§ **Exercise**
Without any images, write the listing below out word for word.

§ **Exercise inputs**
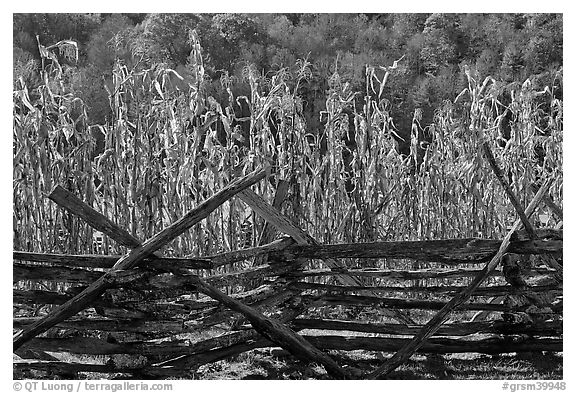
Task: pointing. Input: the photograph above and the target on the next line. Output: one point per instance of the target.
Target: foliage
(168, 144)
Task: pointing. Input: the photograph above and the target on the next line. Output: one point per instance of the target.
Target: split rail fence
(140, 310)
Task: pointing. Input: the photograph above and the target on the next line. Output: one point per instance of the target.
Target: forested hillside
(435, 50)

§ **Exercise output**
Task: pointing. Input: the photograph above and the target on the next line. Output: one point per instance of the target.
Target: foliage
(168, 144)
Task: pointing. Input: the photograph above and the target on the next line. Output: one point per instance of the target.
Target: split rail fence
(140, 310)
Task: pointing. Input: the photograph above and the target on the next line. Output: one point per instance of the target.
Target: forested hillside
(435, 50)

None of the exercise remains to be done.